### Reading text:
On 07/03/2012 02:17 PM, Daniel wrote:
I understand, but I still have some problems understanding what is the
utility of create a custom feature generator, could you give me any
example or any link with more information about it?
In my opinion you should always start with the default feature generation.
This gives you a good baseline which you can use to compare your
modifications
against. To do the actual measurement we added evaluation support directly
to the name finder, you can either evaluate on a test set or do cross
validation.
See here for more details:
http://opennlp.apache.org/documentation/1.5.2-incubating/manual/opennlp.html#tools.namefind.eval
If you use the API where you pass in the feature generator you need to
ensure its
put together the same way during runtime when you process your data. To
make this
easier we added a xml based DSL you can use to describe your feature
generation.

### Objectives:
A - Answer these questions using the reply about feature generation, one line per answer, marked the same way:
(i) What should you always start with?
(ii) What two ways of evaluating does the name finder support?
(iii) What was added to make it easier to describe feature generation?
B - Carry the reply about feature generation forward from its last sentence, in the same voice.

### Provided records:
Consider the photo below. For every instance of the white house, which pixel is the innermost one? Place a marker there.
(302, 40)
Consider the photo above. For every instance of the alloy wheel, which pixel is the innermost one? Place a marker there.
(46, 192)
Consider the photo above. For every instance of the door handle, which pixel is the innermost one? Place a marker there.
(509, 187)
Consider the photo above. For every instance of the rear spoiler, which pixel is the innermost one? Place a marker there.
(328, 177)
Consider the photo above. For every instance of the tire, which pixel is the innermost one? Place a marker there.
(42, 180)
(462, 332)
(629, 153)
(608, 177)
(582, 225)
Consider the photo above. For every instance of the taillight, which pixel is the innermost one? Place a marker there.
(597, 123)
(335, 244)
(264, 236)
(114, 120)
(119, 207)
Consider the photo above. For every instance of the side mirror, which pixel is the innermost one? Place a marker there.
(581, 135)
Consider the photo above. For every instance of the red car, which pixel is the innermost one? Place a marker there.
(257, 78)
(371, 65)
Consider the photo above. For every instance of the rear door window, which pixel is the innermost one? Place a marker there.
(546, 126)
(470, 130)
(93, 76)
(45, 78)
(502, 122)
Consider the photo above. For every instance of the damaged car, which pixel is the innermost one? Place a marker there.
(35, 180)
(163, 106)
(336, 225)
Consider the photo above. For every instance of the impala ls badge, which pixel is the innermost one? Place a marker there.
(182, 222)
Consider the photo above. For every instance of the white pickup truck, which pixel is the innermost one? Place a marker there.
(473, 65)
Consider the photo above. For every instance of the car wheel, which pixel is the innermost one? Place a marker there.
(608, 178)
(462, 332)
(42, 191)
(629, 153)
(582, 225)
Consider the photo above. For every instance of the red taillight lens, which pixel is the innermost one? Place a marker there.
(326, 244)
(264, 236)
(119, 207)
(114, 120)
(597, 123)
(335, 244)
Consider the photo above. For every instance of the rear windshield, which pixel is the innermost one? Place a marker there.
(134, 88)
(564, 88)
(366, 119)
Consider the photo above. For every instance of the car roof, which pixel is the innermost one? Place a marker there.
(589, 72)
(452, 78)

### Responses in order:
A -
(i) The default feature generation.
(ii) Evaluating on a test set or doing cross validation.
(iii) An XML-based DSL.

B -
A sample of that can be found in our documentation:
http://opennlp.apache.org/documentation/1.5.2-incubating/manual/opennlp.html#tools.namefind.training.featuregen
To use it you need to call this train method:
NameFinderME.train(String languageCode, String type,
ObjectStream<NameSample> samples, TrainingParameters trainParams,
byte[] featureGeneratorBytes, final Map<String, Object> resources)
The xml descriptor is passed in as a byte array.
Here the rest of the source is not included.